Prompt: Return every line of the rows below that contains the string "wall".

Records supplied:
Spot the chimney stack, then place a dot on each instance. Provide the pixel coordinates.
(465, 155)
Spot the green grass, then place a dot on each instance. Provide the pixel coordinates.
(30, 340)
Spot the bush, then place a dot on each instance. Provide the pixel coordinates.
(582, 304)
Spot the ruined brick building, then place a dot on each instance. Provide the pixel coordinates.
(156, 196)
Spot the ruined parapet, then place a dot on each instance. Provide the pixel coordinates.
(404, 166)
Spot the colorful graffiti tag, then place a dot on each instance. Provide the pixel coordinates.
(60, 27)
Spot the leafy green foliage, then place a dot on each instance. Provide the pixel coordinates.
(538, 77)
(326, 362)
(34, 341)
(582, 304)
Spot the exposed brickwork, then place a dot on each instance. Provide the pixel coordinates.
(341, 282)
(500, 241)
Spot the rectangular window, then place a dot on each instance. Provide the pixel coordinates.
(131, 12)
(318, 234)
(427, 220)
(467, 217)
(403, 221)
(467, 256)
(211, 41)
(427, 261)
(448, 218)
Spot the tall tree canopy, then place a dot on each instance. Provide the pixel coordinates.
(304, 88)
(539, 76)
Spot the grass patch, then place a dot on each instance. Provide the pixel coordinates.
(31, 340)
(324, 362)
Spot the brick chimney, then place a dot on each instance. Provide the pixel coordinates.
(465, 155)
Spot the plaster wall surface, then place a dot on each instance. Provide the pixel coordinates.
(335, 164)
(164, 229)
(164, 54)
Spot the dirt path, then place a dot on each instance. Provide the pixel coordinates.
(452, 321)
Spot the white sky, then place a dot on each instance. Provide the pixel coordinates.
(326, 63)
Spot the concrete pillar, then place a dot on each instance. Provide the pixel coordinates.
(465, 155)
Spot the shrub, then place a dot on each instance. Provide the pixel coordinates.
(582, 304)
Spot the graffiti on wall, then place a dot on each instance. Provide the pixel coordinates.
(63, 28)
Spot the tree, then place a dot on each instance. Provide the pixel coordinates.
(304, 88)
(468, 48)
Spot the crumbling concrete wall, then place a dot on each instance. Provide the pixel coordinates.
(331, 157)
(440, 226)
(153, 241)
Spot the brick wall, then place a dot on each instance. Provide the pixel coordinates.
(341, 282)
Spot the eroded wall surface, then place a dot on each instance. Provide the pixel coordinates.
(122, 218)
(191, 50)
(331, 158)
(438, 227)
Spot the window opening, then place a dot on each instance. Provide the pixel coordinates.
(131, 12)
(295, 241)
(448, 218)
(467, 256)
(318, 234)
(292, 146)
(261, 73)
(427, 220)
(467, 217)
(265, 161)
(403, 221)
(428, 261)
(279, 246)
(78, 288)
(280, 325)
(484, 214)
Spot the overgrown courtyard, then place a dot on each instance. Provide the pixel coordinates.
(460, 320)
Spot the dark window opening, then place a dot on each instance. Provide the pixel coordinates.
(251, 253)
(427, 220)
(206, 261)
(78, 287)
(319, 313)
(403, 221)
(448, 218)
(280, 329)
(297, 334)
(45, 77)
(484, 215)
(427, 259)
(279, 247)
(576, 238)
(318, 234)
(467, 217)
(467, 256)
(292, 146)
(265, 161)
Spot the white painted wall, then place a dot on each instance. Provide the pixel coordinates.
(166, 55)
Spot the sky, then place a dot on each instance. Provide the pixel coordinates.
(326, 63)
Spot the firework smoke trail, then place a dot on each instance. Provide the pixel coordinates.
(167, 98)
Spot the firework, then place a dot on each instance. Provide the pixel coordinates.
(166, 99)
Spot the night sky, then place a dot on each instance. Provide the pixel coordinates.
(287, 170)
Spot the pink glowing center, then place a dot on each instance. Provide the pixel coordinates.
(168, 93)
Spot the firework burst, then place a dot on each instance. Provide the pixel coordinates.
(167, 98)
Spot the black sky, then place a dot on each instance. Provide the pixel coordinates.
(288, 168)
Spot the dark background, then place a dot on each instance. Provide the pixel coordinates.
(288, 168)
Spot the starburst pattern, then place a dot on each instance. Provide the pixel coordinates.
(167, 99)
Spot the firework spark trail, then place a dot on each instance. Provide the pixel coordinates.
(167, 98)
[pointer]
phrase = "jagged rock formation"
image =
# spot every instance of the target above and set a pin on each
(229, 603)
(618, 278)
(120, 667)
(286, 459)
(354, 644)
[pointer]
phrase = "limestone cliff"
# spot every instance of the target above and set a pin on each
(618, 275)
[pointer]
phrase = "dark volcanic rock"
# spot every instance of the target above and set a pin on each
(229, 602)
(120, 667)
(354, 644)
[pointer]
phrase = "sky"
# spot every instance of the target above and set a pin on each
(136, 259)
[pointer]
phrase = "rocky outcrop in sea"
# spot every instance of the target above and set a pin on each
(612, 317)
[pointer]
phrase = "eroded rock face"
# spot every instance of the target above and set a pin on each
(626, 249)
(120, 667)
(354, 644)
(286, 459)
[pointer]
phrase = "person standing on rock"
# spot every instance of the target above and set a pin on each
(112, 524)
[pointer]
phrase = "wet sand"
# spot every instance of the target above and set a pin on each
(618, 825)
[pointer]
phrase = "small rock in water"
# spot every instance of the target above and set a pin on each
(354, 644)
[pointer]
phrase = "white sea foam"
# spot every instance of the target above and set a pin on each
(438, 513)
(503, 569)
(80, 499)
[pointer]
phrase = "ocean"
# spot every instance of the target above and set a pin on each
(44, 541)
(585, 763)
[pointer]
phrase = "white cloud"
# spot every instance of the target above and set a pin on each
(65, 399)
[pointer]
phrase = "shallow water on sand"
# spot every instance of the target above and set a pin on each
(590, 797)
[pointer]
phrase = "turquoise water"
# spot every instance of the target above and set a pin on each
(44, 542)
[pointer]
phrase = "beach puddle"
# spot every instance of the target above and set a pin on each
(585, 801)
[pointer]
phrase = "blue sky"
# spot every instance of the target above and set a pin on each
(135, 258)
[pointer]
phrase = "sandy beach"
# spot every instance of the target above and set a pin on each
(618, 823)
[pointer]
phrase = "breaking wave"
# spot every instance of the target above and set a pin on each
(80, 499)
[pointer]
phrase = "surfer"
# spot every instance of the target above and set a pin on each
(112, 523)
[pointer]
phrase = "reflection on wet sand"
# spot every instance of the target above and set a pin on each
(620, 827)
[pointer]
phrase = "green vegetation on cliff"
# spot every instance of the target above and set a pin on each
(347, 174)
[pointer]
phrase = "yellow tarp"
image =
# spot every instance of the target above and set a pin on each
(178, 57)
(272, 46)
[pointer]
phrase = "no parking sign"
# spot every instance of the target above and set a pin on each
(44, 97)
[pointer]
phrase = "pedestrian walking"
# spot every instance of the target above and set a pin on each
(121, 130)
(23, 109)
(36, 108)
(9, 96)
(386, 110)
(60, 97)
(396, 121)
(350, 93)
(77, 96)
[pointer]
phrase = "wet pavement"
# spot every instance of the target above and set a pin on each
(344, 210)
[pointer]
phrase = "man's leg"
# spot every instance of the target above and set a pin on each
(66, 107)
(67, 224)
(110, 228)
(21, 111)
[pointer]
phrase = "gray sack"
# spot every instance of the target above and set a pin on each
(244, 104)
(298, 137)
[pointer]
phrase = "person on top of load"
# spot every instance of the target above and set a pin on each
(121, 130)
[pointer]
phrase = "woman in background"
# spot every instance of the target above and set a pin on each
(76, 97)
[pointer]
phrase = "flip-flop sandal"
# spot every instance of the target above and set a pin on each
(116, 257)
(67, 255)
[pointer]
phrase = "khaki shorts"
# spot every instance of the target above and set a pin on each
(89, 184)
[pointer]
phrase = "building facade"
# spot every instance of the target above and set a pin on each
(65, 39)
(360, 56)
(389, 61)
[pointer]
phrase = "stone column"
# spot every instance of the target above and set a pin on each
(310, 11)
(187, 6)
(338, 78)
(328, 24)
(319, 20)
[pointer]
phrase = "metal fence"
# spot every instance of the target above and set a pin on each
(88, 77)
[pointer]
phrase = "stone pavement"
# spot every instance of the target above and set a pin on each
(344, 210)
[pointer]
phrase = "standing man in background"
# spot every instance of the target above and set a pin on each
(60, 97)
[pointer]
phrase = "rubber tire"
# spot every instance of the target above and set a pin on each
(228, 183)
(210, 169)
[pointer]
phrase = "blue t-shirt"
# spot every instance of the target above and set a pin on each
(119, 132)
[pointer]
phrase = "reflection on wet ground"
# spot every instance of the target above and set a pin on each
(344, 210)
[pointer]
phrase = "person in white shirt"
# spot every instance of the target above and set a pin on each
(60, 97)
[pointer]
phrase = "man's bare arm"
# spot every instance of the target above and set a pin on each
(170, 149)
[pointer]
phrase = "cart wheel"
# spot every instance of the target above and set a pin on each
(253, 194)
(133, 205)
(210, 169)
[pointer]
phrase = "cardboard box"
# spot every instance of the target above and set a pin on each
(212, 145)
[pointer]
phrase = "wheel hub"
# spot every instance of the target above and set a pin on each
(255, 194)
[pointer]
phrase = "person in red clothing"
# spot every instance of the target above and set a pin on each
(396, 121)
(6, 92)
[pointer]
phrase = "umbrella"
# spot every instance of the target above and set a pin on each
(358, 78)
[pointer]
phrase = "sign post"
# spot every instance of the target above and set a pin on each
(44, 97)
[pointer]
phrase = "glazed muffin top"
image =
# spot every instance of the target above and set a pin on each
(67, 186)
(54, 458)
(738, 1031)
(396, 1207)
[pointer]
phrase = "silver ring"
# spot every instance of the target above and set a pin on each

Exercise output:
Spot the plaster wall surface, then place a dot on each instance. Provide the pixel coordinates.
Spot the graffiti on wall, then place a dot on each instance. Provide the pixel coordinates.
Spot the crumbling concrete wall, then place a dot on each instance. Provide the pixel coordinates.
Spot the brick wall, then place a dot on each instance. Provide the pixel coordinates.
Spot the eroded wall surface, then place a dot on each instance. Provide the pixel coordinates.
Spot the white painted wall, then place a dot on each instance. Provide the pixel coordinates.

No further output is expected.